Extract provided →

Several issues were raised with respect to the Riordan Educational Fund, but the main issue raised was that the funds should have been distributed to the adult children. At oral argument, the appellee's counsel indicated that they were willing to make distribution to all the adult children and maintain the trust only for the one remaining minor. Therefore, we need not reach the question whether the trial court abused its discretion in this matter.

Finally, the plaintiff maintains that the trial court committed error when it denied the petition for attorney's fees of one of the attorneys for the plaintiff.

The awarding of attorney's fees rests in the sound discretion of the trial court and will not be interfered with unless such discretion is clearly abused. (Canady v. Canady (1964), 30 Ill.2d 440, 197 N.E.2d 42; Lane v. Lane (1976), 40 Ill. App.3d 229, 352 N.E.2d 19.) The amount of attorney's fees awarded also rests within the discretion of the trial court and the amount awarded will not be disturbed unless the trial court clearly abused its discretion. (Roback v. Roback (1965), 59 Ill. App.2d 222, 207 N.E.2d 130.) Attorney's fees had been awarded to plaintiff's first and second attorneys in the amounts of $1500 and $1000, respectively, and such sums were paid by the defendant. Plaintiff had paid her third attorney $5000. The petition of the third attorney requested $18,000 additional attorney's fees.

Task list →
**1.** Can you sum up the court passage in two sentences?
**2.** Pick up the court passage after its final sentence and carry it on.
The listing has no connection to the court passage.

Data below →

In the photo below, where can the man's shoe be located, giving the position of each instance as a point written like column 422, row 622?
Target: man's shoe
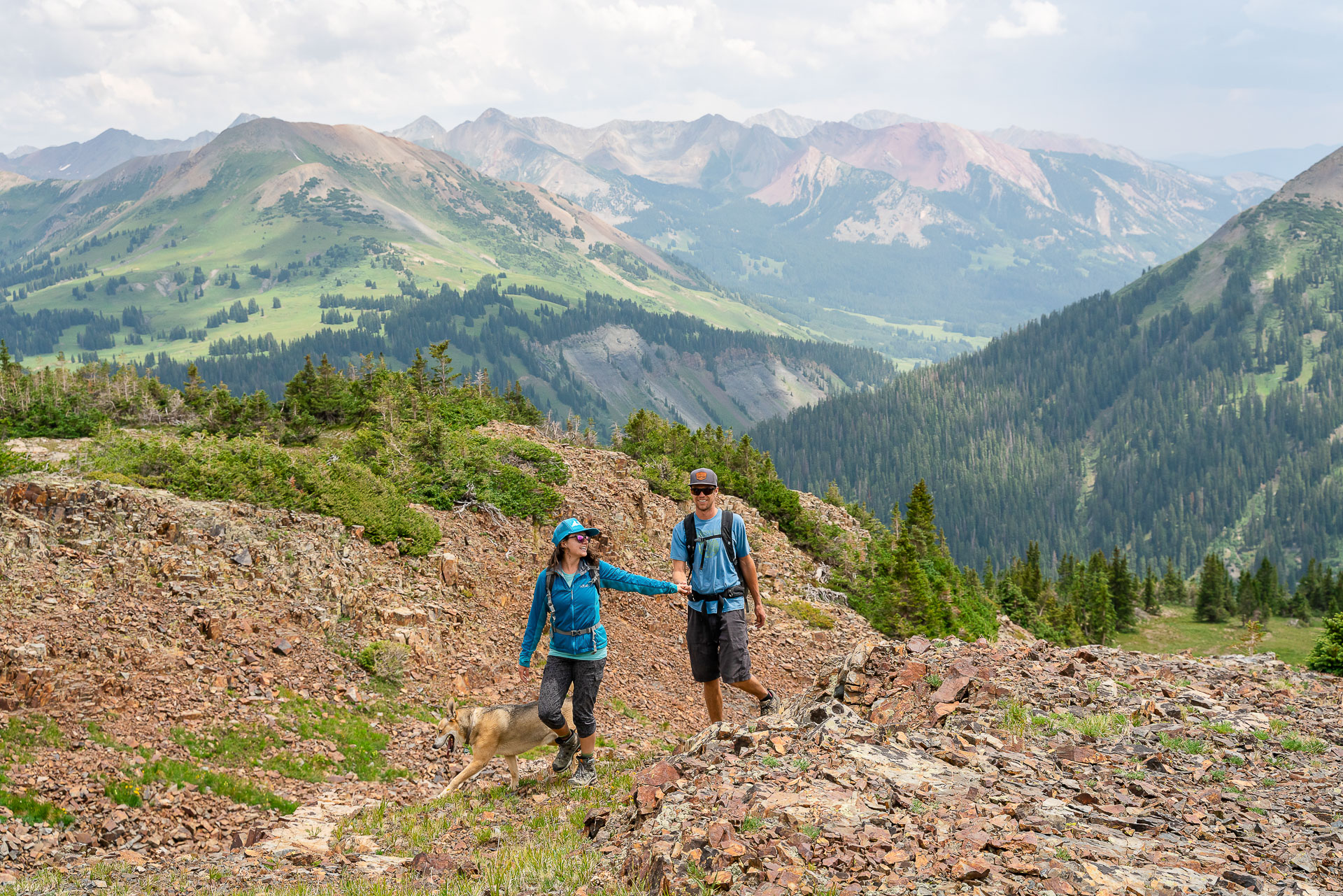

Written responses →
**1.** Because the appellee's counsel said at oral argument that they were willing to distribute the Riordan Educational Fund to all the adult children and keep the trust only for the one remaining minor, the court did not decide whether the trial court abused its discretion on that fund. On the plaintiff's claim that denying one of her attorneys' fee petitions was error, the court states that both awarding fees and setting their amount rest in the trial court's discretion unless clearly abused, and it notes that the first two attorneys received $1500 and $1000 paid by the defendant, the plaintiff paid her third attorney $5000, and that attorney's petition sought $18,000 more.

**2.**
Attorney's fees should be reasonable for the services rendered. (Altman v. Altman (1971), 131 Ill. App.2d 427, 268 N.E.2d 211.) An expert witness testified regarding the reasonableness of the fees, but most of the testimony was stricken due to an improper hypothetical question. Counsel failed to show that the fees requested were reasonable, and in the sound judgment of the court, the fees were found to be unreasonable. That court stated that the $5000 which the attorney had already received was ample and adequate payment for the services rendered.

• 9, 10 Second, plaintiff changed attorneys twice, once after a tentative settlement had been reached. Much of the claim for additional fees was stated to have resulted from a search for hidden assets. The search, however, revealed no new evidence. Because plaintiff caused the additional time to be expended by her counsel, she should be expected to bear the cost. Also, in light of the fact that plaintiff has substantial assets of her own, she is able to pay the additional attorney's fees. The complainant must show financial inability to pay the fees (Woodshank v. Woodshank (1973), 13 Ill. App.3d 692, 300 N.E.2d 494), and she has failed in this regard.

In light of the above facts, we find that the trial court did not abuse its discretion in awarding attorney's fees.

For the foregoing reasons, the judgment of the circuit court of Cook County is affirmed.


DIERINGER, P.J., and ROMITI, J., concur.